Required tasks
A) In the post about Dani Rodrik's Financial Times column, what title did Rodrik give that column?
B) Resume the post about Dani Rodrik's Financial Times column, continuing from its final sentence.

Salon authorized a subscription to the Financial Times for How the World Works several months ago, but I didn't pull the trigger and sign up until today, when Trade Diversion's Jonathan Dingel noted that Dani Rodrik had written a column titled "Cheerleaders Threat to World Trade" for the U.K. business newspaper.
Rodrik, a professor of international political economy at Harvard's Kennedy School of Government, has made frequent appearances in this space. A defender of industrial policy and a cogent critic of the Washington Consensus, he is a force to be reckoned with by defenders of globalization as it is practiced today. His Financial Times column holds few surprises for those who are familiar with his work, but it does so in a more eloquently pithy manner than his typical 50-page tract.
The gist: The world economy is already open enough. We don't need further liberalization -- what we need instead is a more nuanced arrangement that gives poor countries the liberty to pursue development strategies that benefit themselves, while rich countries can preserve the social contracts that their populations demand.

Data for analysis
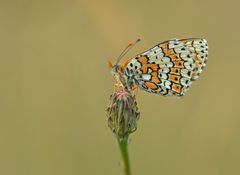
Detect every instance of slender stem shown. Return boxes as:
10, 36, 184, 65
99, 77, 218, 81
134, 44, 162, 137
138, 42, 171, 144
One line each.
116, 135, 131, 175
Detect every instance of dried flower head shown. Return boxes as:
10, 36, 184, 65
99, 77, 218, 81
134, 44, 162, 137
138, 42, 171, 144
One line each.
107, 90, 140, 138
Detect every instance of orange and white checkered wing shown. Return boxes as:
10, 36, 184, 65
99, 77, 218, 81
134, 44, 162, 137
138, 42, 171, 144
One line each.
125, 39, 207, 96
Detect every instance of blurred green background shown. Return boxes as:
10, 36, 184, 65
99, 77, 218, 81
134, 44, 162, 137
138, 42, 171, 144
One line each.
0, 0, 240, 175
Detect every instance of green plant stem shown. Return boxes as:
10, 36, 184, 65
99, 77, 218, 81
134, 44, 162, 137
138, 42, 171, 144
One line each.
116, 135, 131, 175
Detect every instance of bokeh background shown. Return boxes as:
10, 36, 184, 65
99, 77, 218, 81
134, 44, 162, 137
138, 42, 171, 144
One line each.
0, 0, 240, 175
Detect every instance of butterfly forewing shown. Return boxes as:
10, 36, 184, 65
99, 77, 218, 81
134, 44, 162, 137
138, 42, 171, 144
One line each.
125, 39, 208, 96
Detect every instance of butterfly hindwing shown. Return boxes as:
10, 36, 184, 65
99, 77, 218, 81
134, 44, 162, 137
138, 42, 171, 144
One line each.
126, 39, 207, 96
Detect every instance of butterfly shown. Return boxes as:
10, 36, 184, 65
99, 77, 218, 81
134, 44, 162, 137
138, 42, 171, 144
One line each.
109, 38, 208, 96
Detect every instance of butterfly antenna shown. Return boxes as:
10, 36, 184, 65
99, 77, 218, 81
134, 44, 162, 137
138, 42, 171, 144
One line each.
116, 39, 141, 64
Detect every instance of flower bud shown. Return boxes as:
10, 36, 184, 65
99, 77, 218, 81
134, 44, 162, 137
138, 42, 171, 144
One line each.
107, 90, 140, 138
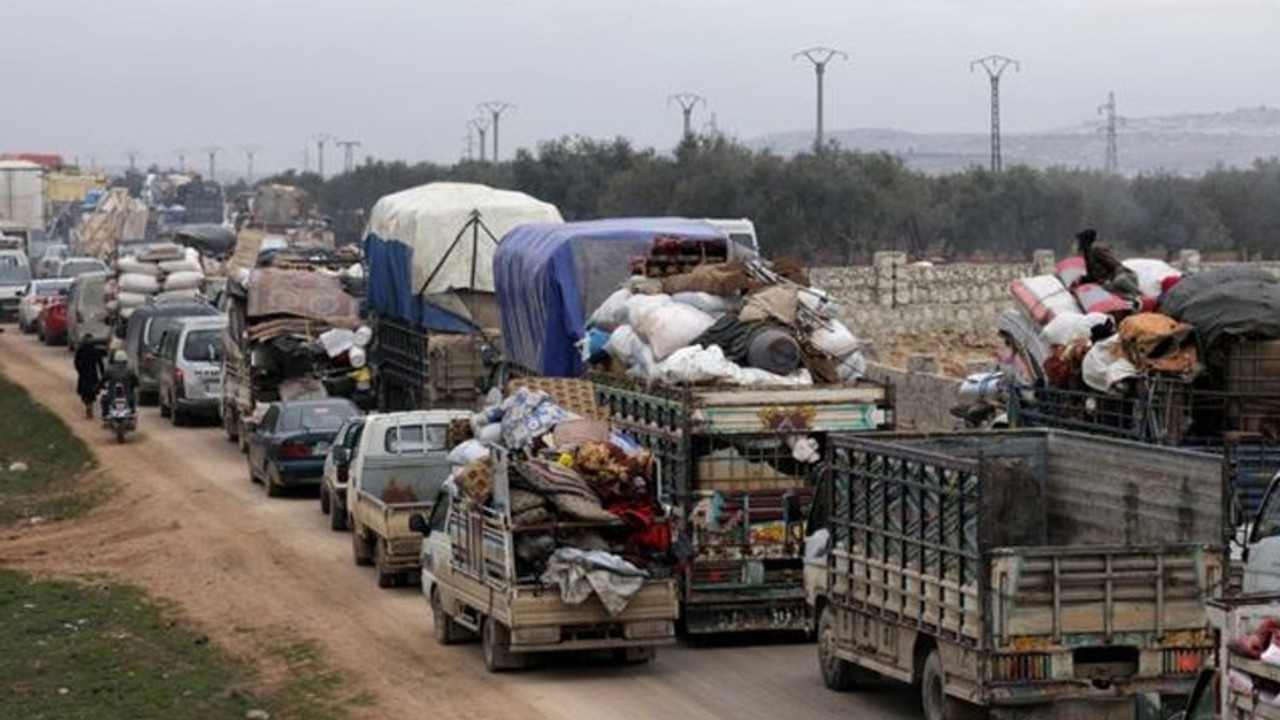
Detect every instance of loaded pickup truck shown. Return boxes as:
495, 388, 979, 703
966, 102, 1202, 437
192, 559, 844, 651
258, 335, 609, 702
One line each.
412, 452, 680, 671
806, 430, 1225, 720
346, 410, 470, 588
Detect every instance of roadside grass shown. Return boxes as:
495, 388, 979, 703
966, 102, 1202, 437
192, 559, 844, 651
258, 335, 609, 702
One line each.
0, 375, 374, 720
0, 375, 110, 527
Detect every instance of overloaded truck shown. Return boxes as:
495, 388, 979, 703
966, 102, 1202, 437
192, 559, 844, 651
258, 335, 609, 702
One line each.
413, 440, 680, 671
494, 218, 892, 634
337, 410, 471, 588
806, 430, 1226, 720
220, 236, 370, 448
365, 183, 561, 410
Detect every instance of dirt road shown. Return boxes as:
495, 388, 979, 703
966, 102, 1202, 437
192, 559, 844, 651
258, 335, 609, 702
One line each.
0, 325, 919, 720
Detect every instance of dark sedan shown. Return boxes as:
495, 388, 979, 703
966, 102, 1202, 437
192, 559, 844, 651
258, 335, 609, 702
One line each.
248, 398, 360, 497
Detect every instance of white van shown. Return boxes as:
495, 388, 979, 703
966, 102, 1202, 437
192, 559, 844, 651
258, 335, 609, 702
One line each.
703, 218, 760, 258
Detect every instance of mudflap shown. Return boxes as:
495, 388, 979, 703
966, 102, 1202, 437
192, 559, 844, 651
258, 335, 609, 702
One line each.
991, 696, 1176, 720
681, 601, 812, 635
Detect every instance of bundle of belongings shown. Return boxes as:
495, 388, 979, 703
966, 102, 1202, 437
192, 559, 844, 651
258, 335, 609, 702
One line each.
106, 245, 206, 319
580, 249, 867, 386
1011, 233, 1280, 433
447, 387, 672, 615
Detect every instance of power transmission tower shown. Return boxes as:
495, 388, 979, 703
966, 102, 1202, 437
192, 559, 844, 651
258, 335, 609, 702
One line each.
333, 140, 361, 173
470, 115, 490, 163
791, 46, 849, 152
241, 145, 259, 186
1098, 92, 1120, 174
969, 55, 1021, 173
667, 92, 707, 138
205, 145, 223, 181
476, 100, 516, 163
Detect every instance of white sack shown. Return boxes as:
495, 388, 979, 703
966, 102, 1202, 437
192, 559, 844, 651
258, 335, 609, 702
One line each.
115, 255, 160, 277
586, 288, 631, 331
1124, 258, 1181, 297
160, 258, 205, 277
115, 292, 147, 304
164, 270, 205, 290
1041, 313, 1110, 345
1080, 333, 1138, 392
636, 297, 716, 360
809, 320, 859, 360
671, 292, 742, 315
116, 273, 160, 295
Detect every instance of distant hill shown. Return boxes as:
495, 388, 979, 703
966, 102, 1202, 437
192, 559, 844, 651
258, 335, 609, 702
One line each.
746, 108, 1280, 176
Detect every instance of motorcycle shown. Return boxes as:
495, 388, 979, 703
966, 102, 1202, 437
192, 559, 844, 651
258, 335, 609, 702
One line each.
102, 383, 138, 443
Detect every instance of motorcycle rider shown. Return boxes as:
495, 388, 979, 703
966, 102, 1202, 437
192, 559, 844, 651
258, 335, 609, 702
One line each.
101, 350, 138, 420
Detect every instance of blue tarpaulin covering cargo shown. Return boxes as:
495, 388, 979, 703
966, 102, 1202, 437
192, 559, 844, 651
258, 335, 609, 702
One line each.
491, 218, 726, 377
365, 182, 561, 333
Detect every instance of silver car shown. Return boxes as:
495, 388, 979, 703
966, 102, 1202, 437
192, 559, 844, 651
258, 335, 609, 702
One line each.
156, 315, 227, 425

Responses by task
A) "Cheerleaders Threat to World Trade"

B)
...the greatest obstacle to sustaining a healthy, globalized economy is no longer insufficient openness. Markets are freer from government interference than they have ever been. Import restrictions such as tariff and non-tariff barriers are lower than ever. Capital flows in huge magnitudes. Despite barriers, legal and illegal immigration approaches levels not seen since the 19th century.
Consequently, no country's growth prospects are significantly constrained by a lack of openness in the international economy. Even if the Doha trade round fails, poor countries will have enough access to rich country markets to achieve what countries such as China, Vietnam and India have been able to do. Closed markets may have been a fundamental problem during the 1950s and 1960s; it is hard to believe they still are. The greatest risk to globalization is elsewhere. It lies in the prospect that national governments' room for maneuver will shrink to such levels that they will be unable to deliver the policies that their electorates want and need in order to buy into the global economy.
... Rich countries need ... flexibility to interfere in trade when trade conflicts with deeply held values at home -- as, for example, with child labor or health and safety concerns -- or severely weakens the bargaining power of workers. Poor nations need room to engage in exchange rate and industrial policies that will diversify and restructure their economies, without which their ability to benefit from globalization is circumscribed.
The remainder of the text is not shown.